• Aufgaben:
- a) Beantworte anhand des Textes über Macklemore diese Fragen:
(i) In welchem Musik-Video wird eine Israel-Karte in den Farben der palästinensischen Fahne gezeigt?
(ii) In welchem Song wird der Slogan „From the river to the sea“ im Hintergrund gerufen?
(iii) Über die Verantwortlichen welches Festivals fällt der Sprecher des Zentralrates der Juden ein hartes Urteil?
- b) Führe den Text über Macklemore im Anschluss an seinen letzten Satz fort.

• Textauszug:

So war er in der Vergangenheit in einem judenfeindlichen Kostüm inklusive falscher Hakennase bei einem Konzert aufgetreten. Nach heftiger Kritik entschuldigte er sich schließlich für das Kostüm.
Nach dem Terror-Angriff der Hamas auf Israel vom 7. Oktober 2023 entwickelte er sich zu einem Sprachrohr der Anti-Israel-Proteste an US-amerikanischen Universitäten. Zudem veröffentlichte er zuletzt mehrere Songs, in denen er Israel unter anderem „Apartheid“, „Kolonialismus“ und „Völkermord“ vorwirft. Den Terror-Angriff der Hamas als Auslöser des aktuellen Konfliktes thematisiert Macklemore nicht.
In einem Musik-Video des Songs „Fucked up“ wird eine Israel-Karte in den Farben der palästinensischen Fahne gezeigt. Dies kann als Anspielung auf die in Deutschland mittlerweile verbotene Parole „From the river to the sea“ verstanden werden. Damit wird Israel de facto sein Existenzrecht aberkannt. In dem Macklemore Song „Hind‘s-Hall 2“ wird der Slogan im Hintergrund gerufen.

Szene aus dem Macklemore-Video zum Song „Fucked up“: Israel in den Farben der palästinensischen Fahnen. Damit wird dem jüdischen Staat die Existenzberechtigung aberkannt. Die dazugehörige Parole „From the river to the sea“ ist in Deutschland verboten. Foto: Screenshot Macklemore Video/youtube
Ein weiterer Ausschnitt aus dem Video vergleicht den Holocaust mit der Lage im Nahen Osten, in dem ein Foto aus dem Warschauer Ghetto 1943 und ein aktuelles Foto aus dem Westjordanland nebeneinander gezeigt werden. Der Vergleich könnte eine Relativierung des Holocaust darstellen, was in Deutschland verboten ist.
Der Sprecher des Zentralrates der Juden fällt ein eindeutiges Urteil: „Die Rolle, die der Rapper Macklemore in der Anti-Israel-Szene einnimmt, ist jedem bekannt, der sich mit Musik beschäftigt. Es steht auch außer Frage, dass er in seiner Dämonisierung Israels mit eindeutig antisemitischen Motiven arbeitet.“

Szene aus dem Macklemore-Video zum Song „Fucked up“: Fotos von Kindern aus dem Warschauer Ghetto (1943) und dem Westjordanland (2025). Foto: Screenshot: Macklemore Video
Auch über die Verantwortlichen des Deichbrand-Festivals fällt er ein hartes Urteil: „Wenn er im Wissen dieser Verfehlung eingeladen wurde, sagt das umso mehr über die Geisteshaltung der Veranstalter aus. Wenn sie sich nicht richtig informiert haben, sind sie hingegen ihrer Verantwortung nicht nachgekommen.“ Juden könnten sich daher beim Deichbrand nicht sicher fühlen.

Einträge zur Ortsbestimmung:

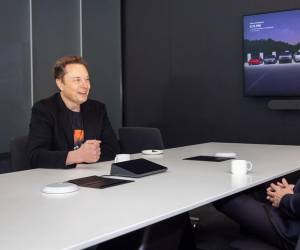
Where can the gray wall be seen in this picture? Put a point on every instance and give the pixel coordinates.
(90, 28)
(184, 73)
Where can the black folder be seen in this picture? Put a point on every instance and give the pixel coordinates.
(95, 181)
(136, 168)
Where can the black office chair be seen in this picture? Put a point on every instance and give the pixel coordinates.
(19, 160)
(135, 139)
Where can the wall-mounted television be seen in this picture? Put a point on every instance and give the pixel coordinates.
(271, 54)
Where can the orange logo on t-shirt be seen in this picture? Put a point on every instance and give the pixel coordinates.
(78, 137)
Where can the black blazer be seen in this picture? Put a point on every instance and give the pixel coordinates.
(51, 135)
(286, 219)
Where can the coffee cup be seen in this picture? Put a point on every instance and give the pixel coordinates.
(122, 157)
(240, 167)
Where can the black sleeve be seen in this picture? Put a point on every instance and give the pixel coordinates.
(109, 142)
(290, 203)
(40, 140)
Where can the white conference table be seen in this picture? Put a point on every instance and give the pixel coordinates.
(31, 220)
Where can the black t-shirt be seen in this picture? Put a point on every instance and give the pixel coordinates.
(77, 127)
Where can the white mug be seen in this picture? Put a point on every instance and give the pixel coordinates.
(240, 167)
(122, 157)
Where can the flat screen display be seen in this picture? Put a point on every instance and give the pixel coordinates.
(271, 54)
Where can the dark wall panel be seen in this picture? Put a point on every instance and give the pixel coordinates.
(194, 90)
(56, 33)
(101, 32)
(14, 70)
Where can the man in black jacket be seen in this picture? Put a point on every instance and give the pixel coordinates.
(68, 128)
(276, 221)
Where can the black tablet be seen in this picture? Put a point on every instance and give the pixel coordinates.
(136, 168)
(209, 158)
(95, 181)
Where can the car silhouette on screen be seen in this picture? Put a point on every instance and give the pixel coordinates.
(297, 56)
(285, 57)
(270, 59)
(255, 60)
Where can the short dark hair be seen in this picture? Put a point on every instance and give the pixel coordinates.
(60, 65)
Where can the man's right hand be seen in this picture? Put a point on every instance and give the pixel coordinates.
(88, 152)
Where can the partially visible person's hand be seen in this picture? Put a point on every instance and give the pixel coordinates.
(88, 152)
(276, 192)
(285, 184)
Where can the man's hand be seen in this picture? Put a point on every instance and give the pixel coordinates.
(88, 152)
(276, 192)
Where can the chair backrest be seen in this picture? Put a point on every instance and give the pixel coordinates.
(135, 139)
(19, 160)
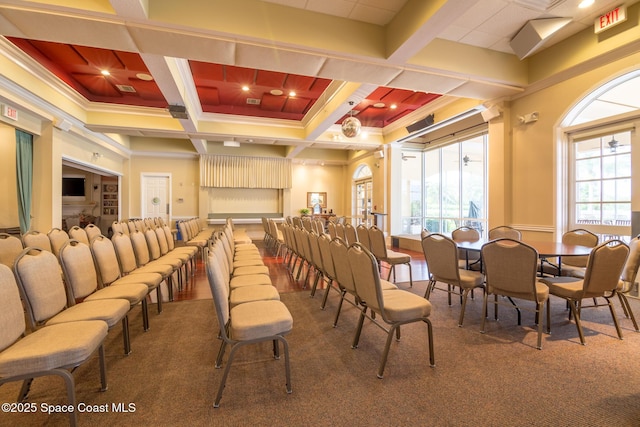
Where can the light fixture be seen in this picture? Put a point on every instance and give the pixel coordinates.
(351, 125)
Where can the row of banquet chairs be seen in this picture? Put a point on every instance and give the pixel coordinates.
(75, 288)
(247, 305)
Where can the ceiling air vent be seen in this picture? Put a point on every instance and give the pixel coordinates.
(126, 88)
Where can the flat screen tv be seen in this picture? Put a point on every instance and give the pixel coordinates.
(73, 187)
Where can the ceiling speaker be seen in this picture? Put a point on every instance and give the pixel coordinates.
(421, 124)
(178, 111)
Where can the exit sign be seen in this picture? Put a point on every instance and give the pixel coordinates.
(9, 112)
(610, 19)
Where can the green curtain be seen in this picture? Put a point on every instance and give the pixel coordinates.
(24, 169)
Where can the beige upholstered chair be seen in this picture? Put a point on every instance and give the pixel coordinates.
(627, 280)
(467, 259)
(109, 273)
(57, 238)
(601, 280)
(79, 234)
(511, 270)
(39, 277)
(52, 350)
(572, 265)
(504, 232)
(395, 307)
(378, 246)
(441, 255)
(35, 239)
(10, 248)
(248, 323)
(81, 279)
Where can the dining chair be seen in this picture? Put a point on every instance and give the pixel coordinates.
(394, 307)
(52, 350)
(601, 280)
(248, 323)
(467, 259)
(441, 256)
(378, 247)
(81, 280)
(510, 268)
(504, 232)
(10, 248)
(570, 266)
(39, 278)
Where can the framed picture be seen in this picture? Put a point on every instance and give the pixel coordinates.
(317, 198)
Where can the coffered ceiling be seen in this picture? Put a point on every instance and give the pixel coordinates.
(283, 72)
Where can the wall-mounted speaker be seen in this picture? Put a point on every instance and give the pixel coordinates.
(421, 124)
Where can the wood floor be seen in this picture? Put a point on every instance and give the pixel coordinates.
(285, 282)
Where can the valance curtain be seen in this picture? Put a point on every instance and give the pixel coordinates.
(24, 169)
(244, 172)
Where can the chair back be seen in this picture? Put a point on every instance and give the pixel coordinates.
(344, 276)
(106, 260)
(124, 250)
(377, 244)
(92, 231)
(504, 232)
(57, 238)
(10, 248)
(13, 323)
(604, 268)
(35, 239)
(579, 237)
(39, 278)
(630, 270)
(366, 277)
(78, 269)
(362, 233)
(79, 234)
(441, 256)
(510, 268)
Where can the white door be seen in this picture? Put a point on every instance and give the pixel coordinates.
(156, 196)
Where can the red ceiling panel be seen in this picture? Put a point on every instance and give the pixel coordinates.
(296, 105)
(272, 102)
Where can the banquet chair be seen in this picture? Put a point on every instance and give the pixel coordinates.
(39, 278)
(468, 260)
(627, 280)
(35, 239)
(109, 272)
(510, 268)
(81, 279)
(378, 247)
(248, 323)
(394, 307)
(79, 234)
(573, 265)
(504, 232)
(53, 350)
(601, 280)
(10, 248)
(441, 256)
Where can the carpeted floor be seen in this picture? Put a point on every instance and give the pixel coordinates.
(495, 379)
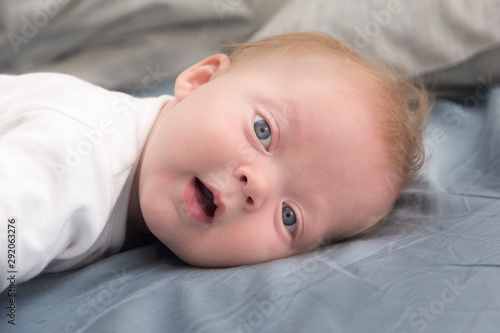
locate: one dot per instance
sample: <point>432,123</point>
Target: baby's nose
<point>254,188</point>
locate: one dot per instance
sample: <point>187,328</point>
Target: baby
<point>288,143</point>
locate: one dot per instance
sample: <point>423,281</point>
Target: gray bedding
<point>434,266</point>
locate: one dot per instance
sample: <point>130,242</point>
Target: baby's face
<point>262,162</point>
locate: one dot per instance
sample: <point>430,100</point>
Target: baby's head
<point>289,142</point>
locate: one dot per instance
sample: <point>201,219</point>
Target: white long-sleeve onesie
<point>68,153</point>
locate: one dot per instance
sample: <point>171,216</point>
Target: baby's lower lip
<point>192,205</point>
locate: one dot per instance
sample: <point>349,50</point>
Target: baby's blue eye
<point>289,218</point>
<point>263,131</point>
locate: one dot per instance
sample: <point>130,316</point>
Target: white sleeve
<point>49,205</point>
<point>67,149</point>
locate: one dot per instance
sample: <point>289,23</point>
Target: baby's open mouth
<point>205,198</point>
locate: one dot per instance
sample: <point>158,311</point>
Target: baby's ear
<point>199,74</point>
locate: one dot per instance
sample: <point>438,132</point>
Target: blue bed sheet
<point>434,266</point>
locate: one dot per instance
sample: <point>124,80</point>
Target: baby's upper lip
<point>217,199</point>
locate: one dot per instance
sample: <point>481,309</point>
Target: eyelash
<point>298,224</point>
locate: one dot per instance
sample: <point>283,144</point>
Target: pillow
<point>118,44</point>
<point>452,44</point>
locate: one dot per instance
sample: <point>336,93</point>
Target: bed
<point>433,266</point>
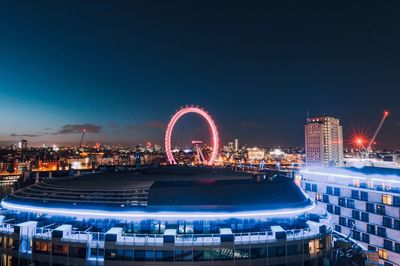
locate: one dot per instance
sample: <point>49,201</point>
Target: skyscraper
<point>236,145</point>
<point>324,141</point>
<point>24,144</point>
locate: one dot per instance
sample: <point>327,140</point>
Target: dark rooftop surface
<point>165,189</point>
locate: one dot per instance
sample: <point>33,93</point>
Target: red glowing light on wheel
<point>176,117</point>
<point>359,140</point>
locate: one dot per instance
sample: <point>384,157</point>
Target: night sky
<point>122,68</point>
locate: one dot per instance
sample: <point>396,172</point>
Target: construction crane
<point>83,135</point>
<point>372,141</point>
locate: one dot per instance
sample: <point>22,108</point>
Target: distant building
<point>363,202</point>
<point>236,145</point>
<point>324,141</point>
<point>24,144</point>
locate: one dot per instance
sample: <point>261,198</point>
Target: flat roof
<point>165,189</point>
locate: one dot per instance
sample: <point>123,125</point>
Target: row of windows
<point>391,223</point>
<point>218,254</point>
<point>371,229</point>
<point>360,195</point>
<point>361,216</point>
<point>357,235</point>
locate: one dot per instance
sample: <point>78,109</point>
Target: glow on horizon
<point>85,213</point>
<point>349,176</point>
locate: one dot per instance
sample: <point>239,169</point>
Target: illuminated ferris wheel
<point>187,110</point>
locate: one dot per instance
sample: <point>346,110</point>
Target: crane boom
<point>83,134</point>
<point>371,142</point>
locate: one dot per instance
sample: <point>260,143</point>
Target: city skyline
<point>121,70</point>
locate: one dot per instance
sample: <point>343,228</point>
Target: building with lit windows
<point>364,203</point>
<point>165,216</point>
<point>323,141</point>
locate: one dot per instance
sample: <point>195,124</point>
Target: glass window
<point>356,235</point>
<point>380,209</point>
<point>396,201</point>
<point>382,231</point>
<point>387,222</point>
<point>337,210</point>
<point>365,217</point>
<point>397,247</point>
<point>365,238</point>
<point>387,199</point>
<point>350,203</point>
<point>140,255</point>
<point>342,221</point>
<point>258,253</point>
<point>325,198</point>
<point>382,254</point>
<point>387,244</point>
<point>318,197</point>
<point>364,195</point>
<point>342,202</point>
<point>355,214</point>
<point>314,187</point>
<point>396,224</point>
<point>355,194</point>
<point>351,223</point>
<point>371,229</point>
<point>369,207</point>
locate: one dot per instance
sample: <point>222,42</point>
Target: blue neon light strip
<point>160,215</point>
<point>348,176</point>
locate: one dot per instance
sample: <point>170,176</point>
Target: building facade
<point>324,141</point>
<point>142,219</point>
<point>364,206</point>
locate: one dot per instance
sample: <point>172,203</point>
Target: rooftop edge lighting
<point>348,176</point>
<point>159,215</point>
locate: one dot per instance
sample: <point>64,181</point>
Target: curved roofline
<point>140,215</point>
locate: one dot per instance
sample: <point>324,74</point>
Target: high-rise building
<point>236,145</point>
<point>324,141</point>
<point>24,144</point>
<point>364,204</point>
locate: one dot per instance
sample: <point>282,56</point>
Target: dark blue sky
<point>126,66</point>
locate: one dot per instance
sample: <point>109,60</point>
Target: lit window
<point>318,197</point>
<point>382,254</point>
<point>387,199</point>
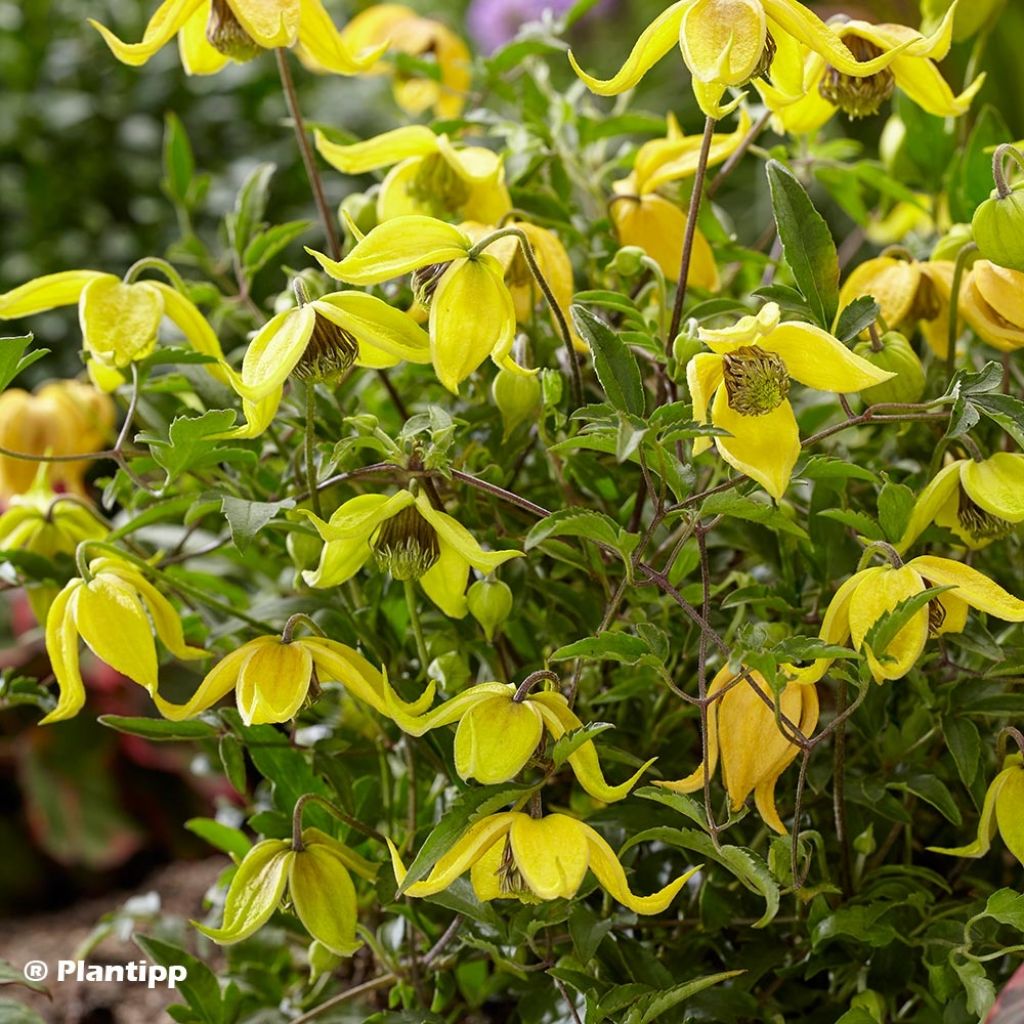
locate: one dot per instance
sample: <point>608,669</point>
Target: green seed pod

• Lösungen:
- a)
(i) Im Video zum Song „Fucked up“
(ii) In „Hind‘s-Hall 2“
(iii) Über die Verantwortlichen des Deichbrand-Festivals

- b)
Kreis Cuxhaven
T Deichbrand: Wie ein Festival-Besucher zum Lebensretter wurde
„Der Fall des Deichbrand-Festivals zeigt erneut, welch große Verantwortung Veranstalter und Unterstützer von Festivals und anderer Großveranstaltungen haben“, so der Sprecher des Zentralrates.
Deichbrand-Macher legen großen Wert auf „Awareness“
Dabei ist das Deichbrand-Festival eigentlich gerade für sein inklusives Konzept bekannt, in dem viel Wert auf politische Korrektheit und Awareness – also Bewusstsein – gelegt wird.
In ihrem Konzept schreiben die Festival-Macher ausdrücklich: „Wir tolerieren keinen Sexismus, Rassismus, Antisemitismus, Queer- und Transfeindlichkeit, Altersdiskriminierung, Ableismus (Diskriminierung von Menschen mit Behinderungen) oder jede andere Form von Diskriminierung oder übergriffigem Verhalten.“ Wieso trotzdem ausgerechnet der umstrittene Sänger Macklemore als Headliner eingeladen wurde, ist unklar.
Kontroverse Diskussion um Macklemore-Auftritt in den Sozialen Netzwerken
Auch in den Sozialen Netzwerken des Festivals wird seit Wochen kontrovers über den Auftritt diskutiert. Hier eine Auswahl der kritischen Kommentare: „Spielen noch mehr Antisemiten bei euch dieses Jahr?“, „Macklemore? Ladet doch gleich Hamas-Vertreter ein.“, „Holt ihr euch Hintergrundinfos über manche Leute? Geht’s noch?“, „Ist das euer Ernst? Dem Antisemiten Macklemore auch noch eine Bühne geben?“ oder „Das Schweigen der Verantwortlichen beweist nur, dass es sie nicht juckt.“
Auf einem anderen Internet-Portal schreibt eine Nutzerin: „Das Deichbrand-Festival hat den Holocaust-Relativierer und Antisemiten Macklemore als Hauptakt für dieses Jahr gebucht. Haben die komplett den Verstand verloren?“
Allerdings gibt es auch einige positive Kommentatoren, die sich vor allem mit den Palästinensern solidarisieren. Die Musik von Macklemore wird hingegen nicht thematisiert.
Was sagen die Deichbrand-Macher zu den Vorwürfen?
Auf mehrere Anfragen und Anrufe der Nordsee-Zeitung reagierten die Verantwortlichen des Festivals zunächst mit PR-Phrasen. Ein umfangreicher Fragenkatalog wurde auch nach zwei Tagen nicht beantwortet.
Stattdessen schreibt eine Pressesprecherin in einer Mitteilung: „Wir nehmen die Diskussionen und Rückmeldungen aus unserer Community bezüglich des Auftritts von Macklemore ernst und setzen uns mit den Bedenken auseinander.“
Social-Media-Team reagierte wochenlang nicht auf kritische Kommentare
Allerdings hat das Social-Media-Team von Deichbrand wochenlang nicht auf die extrem kritischen Kommentare einiger Nutzer im Internet reagiert.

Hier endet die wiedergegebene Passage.